Top of Material shown

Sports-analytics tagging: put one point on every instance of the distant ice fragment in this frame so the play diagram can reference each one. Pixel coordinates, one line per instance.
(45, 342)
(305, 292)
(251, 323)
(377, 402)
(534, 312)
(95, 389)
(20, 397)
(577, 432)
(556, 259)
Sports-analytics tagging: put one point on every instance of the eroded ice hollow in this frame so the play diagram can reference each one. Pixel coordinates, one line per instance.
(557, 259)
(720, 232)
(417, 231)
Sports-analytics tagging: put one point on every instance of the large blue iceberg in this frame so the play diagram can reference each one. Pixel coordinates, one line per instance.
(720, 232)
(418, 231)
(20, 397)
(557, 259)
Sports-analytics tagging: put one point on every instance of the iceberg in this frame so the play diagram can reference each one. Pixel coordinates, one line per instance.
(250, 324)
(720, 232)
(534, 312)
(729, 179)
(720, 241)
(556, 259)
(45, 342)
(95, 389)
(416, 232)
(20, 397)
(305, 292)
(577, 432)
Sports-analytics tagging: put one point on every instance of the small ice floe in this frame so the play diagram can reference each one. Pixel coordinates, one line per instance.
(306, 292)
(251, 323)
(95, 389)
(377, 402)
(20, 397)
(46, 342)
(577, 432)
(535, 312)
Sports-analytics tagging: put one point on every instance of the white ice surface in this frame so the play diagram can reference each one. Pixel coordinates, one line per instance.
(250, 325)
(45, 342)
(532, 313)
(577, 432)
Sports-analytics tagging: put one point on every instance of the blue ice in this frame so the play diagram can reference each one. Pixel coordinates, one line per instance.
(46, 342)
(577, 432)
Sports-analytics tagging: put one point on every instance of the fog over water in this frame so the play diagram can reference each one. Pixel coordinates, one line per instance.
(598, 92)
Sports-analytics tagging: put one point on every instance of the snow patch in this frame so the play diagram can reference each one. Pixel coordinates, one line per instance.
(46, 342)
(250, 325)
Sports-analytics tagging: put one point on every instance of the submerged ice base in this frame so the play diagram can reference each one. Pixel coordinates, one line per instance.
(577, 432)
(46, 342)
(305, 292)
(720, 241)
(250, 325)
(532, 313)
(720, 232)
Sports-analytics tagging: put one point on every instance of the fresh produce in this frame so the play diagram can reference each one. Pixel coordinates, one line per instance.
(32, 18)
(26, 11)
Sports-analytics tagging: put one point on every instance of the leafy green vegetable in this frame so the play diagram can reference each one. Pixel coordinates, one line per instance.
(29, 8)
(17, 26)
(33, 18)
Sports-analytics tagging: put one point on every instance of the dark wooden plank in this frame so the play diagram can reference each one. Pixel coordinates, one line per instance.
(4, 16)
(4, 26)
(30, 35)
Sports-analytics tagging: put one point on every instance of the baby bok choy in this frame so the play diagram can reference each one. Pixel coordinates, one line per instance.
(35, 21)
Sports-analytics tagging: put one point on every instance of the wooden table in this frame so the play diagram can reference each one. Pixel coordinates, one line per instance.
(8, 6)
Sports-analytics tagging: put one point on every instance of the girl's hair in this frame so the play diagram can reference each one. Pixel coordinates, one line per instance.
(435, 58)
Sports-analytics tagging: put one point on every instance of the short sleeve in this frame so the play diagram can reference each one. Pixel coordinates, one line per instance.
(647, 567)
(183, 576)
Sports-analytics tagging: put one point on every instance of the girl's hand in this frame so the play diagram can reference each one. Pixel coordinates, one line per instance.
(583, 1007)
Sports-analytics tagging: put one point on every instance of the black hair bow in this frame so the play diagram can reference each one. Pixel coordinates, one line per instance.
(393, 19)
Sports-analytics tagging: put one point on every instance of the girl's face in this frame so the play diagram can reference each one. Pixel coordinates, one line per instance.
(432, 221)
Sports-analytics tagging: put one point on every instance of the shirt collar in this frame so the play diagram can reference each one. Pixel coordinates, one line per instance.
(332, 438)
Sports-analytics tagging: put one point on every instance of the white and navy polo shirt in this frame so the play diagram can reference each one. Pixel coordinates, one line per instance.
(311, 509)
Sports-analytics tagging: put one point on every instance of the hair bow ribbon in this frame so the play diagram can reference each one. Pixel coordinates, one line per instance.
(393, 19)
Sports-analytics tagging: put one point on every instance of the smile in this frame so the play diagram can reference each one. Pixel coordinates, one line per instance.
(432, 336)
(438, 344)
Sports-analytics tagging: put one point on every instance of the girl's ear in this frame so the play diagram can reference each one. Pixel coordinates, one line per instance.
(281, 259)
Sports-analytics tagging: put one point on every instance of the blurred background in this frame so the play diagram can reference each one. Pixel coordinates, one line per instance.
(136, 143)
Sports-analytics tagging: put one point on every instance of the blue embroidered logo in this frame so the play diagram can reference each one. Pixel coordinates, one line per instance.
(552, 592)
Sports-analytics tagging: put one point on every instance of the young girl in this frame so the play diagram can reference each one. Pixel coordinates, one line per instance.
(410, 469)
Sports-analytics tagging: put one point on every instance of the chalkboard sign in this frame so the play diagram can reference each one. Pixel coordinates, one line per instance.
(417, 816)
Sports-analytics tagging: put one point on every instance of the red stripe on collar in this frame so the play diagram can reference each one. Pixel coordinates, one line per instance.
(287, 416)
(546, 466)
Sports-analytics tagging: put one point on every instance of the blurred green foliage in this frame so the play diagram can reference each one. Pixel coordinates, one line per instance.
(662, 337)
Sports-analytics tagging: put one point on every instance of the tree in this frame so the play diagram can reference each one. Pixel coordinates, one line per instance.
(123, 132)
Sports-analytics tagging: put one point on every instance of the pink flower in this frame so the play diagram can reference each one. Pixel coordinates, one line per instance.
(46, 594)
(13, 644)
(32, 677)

Bottom of Material shown

Work to complete -
Would you retype the lines of the data above, from the one holding "the blurred background" through its final line, exactly and without adding any other line?

Result of this exercise -
Sports-analytics tagging: put one point on every instance of the blurred background in this frame so the play diagram can reference each one. Pixel coordinates, one line per instance.
(136, 143)
Sports-analytics tagging: put one point on every instance of the blue embroidered logo in this frame so the play diagram can reference each one. Pixel coordinates, one line per instance.
(552, 592)
Sports-analytics tagging: put one point on every instance of the young girl in this frame so the play diagram can reference each one. Pixel coordinates, one line per instance.
(410, 469)
Sports-analytics tagging: put one point on every instance of the chalkboard sign in this frame so the play diagram can reference each one. Pixel coordinates, one line per instance.
(417, 816)
Sports-analytics tagging: put one point on every instance of the red stripe on collar in this frame so the play diagram can reference each one. Pixel coordinates, one line per instance.
(287, 416)
(546, 466)
Sports-analytics tagging: put one point on every instance of the blurred green foliage in this frame so the play diagram can reference each one. Pixel coordinates, one line per instance.
(662, 337)
Sports-analytics tagging: put one point on every instance of the tree in this frame so the play diagram can reference each one. Pixel coordinates, one line per instance.
(123, 132)
Sports-analytics tagging: put one point on every instance of the pink flower in this frame so the play diagram can reference each one. Pixel coordinates, one line per instance.
(46, 594)
(13, 644)
(32, 677)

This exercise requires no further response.